[Spatial annotation rows]
# # #
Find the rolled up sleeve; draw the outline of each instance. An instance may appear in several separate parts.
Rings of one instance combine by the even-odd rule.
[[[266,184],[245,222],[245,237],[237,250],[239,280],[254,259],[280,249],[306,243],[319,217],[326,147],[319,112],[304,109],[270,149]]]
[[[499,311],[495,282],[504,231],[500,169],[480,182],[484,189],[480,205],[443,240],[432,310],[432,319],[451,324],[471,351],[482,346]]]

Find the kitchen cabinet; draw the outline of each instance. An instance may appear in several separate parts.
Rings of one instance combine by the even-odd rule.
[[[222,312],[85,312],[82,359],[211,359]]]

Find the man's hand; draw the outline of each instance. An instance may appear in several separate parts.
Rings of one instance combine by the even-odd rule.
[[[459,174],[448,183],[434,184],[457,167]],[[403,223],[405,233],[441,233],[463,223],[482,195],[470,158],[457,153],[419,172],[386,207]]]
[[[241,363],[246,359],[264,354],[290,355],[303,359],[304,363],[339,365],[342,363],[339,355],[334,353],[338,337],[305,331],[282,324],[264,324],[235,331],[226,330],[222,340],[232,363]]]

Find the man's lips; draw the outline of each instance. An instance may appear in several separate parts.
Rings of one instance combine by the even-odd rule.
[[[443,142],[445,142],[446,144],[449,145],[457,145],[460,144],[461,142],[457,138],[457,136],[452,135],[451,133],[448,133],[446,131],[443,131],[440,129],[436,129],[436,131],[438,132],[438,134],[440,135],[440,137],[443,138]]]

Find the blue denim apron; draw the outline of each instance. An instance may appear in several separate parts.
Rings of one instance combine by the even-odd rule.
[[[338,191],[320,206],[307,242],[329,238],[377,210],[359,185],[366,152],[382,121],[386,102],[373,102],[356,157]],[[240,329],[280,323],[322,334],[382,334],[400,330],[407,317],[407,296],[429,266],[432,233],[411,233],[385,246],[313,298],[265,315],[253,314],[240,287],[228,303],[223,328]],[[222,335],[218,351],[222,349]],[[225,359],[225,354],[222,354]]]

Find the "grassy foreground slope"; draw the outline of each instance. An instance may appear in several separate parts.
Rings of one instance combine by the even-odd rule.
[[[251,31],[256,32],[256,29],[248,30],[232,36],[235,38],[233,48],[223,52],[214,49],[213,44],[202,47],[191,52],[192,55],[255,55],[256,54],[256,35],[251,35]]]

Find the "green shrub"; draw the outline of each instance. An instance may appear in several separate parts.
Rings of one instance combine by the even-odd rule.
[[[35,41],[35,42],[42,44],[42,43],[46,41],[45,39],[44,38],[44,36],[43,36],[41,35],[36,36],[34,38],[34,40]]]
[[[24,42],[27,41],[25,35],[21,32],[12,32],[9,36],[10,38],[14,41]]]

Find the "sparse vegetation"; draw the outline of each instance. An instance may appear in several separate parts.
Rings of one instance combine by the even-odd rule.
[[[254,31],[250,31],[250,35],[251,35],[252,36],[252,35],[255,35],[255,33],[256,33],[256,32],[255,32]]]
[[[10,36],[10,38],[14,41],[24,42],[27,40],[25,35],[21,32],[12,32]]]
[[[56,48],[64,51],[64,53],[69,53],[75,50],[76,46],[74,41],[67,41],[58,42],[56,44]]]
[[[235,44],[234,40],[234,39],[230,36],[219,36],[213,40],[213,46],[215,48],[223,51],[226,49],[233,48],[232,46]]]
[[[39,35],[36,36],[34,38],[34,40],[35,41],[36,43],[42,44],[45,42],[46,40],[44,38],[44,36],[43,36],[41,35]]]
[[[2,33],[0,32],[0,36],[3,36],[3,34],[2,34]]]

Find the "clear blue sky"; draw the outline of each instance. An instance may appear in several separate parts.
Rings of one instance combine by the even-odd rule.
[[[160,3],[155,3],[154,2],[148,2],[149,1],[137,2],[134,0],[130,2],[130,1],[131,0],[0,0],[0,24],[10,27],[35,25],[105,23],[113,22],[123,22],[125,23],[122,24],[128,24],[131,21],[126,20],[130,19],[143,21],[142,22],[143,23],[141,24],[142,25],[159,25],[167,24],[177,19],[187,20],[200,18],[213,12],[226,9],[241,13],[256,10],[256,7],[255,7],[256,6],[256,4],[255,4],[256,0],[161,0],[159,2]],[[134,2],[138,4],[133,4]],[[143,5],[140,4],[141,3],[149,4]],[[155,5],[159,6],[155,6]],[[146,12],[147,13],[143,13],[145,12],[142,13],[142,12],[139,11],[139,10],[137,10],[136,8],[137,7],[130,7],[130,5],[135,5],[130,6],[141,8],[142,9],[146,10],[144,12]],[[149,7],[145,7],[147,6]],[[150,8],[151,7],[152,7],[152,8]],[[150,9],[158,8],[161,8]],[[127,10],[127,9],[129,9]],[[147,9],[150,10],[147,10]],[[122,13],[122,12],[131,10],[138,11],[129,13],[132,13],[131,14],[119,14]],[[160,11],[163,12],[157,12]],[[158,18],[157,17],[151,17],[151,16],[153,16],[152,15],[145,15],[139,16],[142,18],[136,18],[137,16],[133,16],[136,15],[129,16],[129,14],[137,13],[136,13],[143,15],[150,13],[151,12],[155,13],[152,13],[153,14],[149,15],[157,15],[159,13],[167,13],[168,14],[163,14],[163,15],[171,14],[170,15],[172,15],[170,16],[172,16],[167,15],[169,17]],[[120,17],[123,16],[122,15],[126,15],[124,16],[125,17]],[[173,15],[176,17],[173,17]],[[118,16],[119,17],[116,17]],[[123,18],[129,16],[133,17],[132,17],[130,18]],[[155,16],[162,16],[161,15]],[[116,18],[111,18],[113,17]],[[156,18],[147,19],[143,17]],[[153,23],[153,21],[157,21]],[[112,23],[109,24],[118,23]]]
# # #
Switch "draw the outline of each instance" to "trace the boundary of every instance" in every one of the rows above. Write all the lines out again with nothing else changed.

● **THE OUTPUT**
Find the rolled up sleeve; trace the boundary of every instance. An instance may appear in several separate parts.
Rings of one instance combine by the even-odd rule.
[[[266,184],[245,222],[245,237],[237,250],[239,280],[254,259],[280,249],[306,243],[319,217],[326,147],[319,112],[304,109],[270,149]]]
[[[499,311],[495,282],[504,231],[500,169],[480,182],[484,189],[480,205],[443,240],[432,310],[432,319],[451,324],[471,351],[482,346]]]

Find the kitchen cabinet; trace the boundary of every instance. An instance may appear in several separate parts.
Rings of one instance combine by the even-odd rule.
[[[222,312],[85,312],[82,359],[211,359]]]

Find the man's hand; trace the boundary of every instance. An instance may appear in several separate parts.
Rings of one instance combine by the even-odd rule.
[[[459,174],[448,183],[434,184],[457,167]],[[403,223],[405,233],[441,233],[463,223],[482,195],[470,158],[457,153],[419,172],[386,207]]]
[[[241,363],[246,359],[264,354],[290,355],[303,359],[304,363],[339,365],[342,363],[339,355],[334,353],[338,337],[305,331],[282,324],[264,324],[235,331],[226,330],[222,340],[232,363]]]

Find the man's lips; trace the boundary of every instance. An instance may appear in several separate parts.
Rings of one instance combine by the even-odd rule.
[[[443,142],[445,142],[446,144],[449,145],[457,145],[460,144],[461,142],[457,138],[457,136],[452,135],[451,133],[448,133],[446,131],[443,131],[440,129],[436,129],[436,131],[438,132],[438,134],[440,135],[440,137],[443,138]]]

Find the blue denim apron; trace the boundary of every instance. An instance may appear in several separate parts.
Rings of one instance combine by the even-odd rule.
[[[338,191],[320,206],[307,242],[329,238],[377,210],[359,185],[366,152],[382,121],[386,102],[373,102],[356,157]],[[240,329],[280,323],[322,334],[382,334],[400,330],[407,317],[407,296],[429,266],[432,233],[411,233],[385,246],[313,298],[265,315],[253,314],[240,287],[228,303],[223,328]],[[222,335],[218,351],[222,349]],[[225,359],[225,354],[222,354]]]

Find the "grassy foreground slope"; trace the boundary of every instance. An instance may appear in several separate parts.
Rings of one instance combine by the even-odd rule.
[[[251,31],[256,32],[256,29],[248,30],[232,36],[235,38],[233,48],[223,52],[214,49],[213,44],[202,47],[191,52],[192,55],[255,55],[256,54],[256,35],[251,35]]]

Find the "green shrub"; trace the boundary of every instance. An instance may appear in several separate parts.
Rings of one instance combine by the even-odd rule.
[[[35,41],[35,42],[42,44],[42,43],[46,41],[45,39],[44,38],[44,36],[43,36],[41,35],[36,36],[34,38],[34,40]]]
[[[24,42],[27,41],[25,35],[21,32],[12,32],[9,36],[10,38],[14,41]]]

Find the "sparse vegetation"; trace the boundary of every instance. An instance may appear in several separate parts.
Rings of one instance combine by the even-odd rule.
[[[254,31],[250,31],[250,35],[251,35],[252,36],[252,35],[255,35],[255,33],[256,33],[256,32],[255,32]]]
[[[10,36],[10,38],[14,41],[24,42],[27,40],[25,35],[21,32],[12,32]]]
[[[56,48],[64,51],[64,53],[69,53],[75,50],[76,46],[74,41],[67,41],[58,42],[56,44]]]
[[[235,44],[234,40],[234,39],[230,36],[219,36],[213,40],[213,46],[215,48],[223,51],[226,49],[233,48],[232,46]]]
[[[39,35],[36,36],[34,38],[34,40],[35,41],[36,43],[42,44],[45,42],[46,40],[44,38],[44,36],[43,36],[41,35]]]
[[[2,33],[0,32],[0,36],[3,36],[3,34],[2,34]]]

Find the "clear blue sky"; trace the boundary of every instance. An instance may appear in several separate parts.
Rings of one instance combine by the even-odd rule.
[[[160,3],[155,3],[154,2],[148,2],[149,1],[137,2],[134,0],[130,2],[130,1],[131,0],[0,0],[0,24],[10,27],[35,25],[105,23],[113,22],[123,22],[125,23],[122,24],[128,24],[131,21],[126,20],[130,19],[143,21],[142,22],[143,23],[141,24],[142,25],[159,25],[167,24],[177,19],[187,20],[200,18],[213,12],[226,9],[241,13],[256,10],[256,7],[255,7],[256,6],[256,4],[255,4],[256,0],[161,0],[159,2]],[[134,2],[138,4],[133,4]],[[143,5],[140,4],[141,3],[149,4]],[[155,5],[159,6],[155,6]],[[146,12],[147,13],[143,13],[145,12],[142,13],[142,12],[139,11],[139,10],[137,10],[136,8],[137,7],[130,7],[130,5],[135,5],[130,6],[141,8],[142,9],[146,10],[144,12]],[[149,7],[145,7],[147,6]],[[150,8],[151,7],[152,7],[152,8]],[[150,9],[158,8],[161,8]],[[127,10],[127,9],[129,9]],[[147,9],[150,10],[147,10]],[[122,13],[122,12],[131,10],[138,11],[129,13],[132,13],[131,14],[119,14]],[[160,11],[163,12],[157,12]],[[158,18],[157,17],[151,17],[151,16],[153,16],[152,15],[145,15],[139,16],[142,18],[136,18],[137,16],[133,16],[136,15],[129,16],[129,14],[137,13],[136,13],[143,15],[150,13],[151,12],[155,13],[152,13],[153,14],[149,15],[157,15],[159,13],[167,13],[168,14],[163,14],[163,15],[171,14],[170,15],[172,15],[170,16],[172,16],[167,15],[169,17]],[[120,17],[123,16],[122,15],[126,15],[124,16],[125,17]],[[173,15],[176,17],[173,17]],[[118,16],[119,17],[116,17]],[[123,18],[129,16],[133,17],[132,17],[130,18]],[[155,16],[162,16],[161,15]],[[116,18],[111,18],[113,17]],[[156,18],[147,19],[143,17]],[[153,23],[153,21],[157,21]],[[112,23],[109,24],[118,23]]]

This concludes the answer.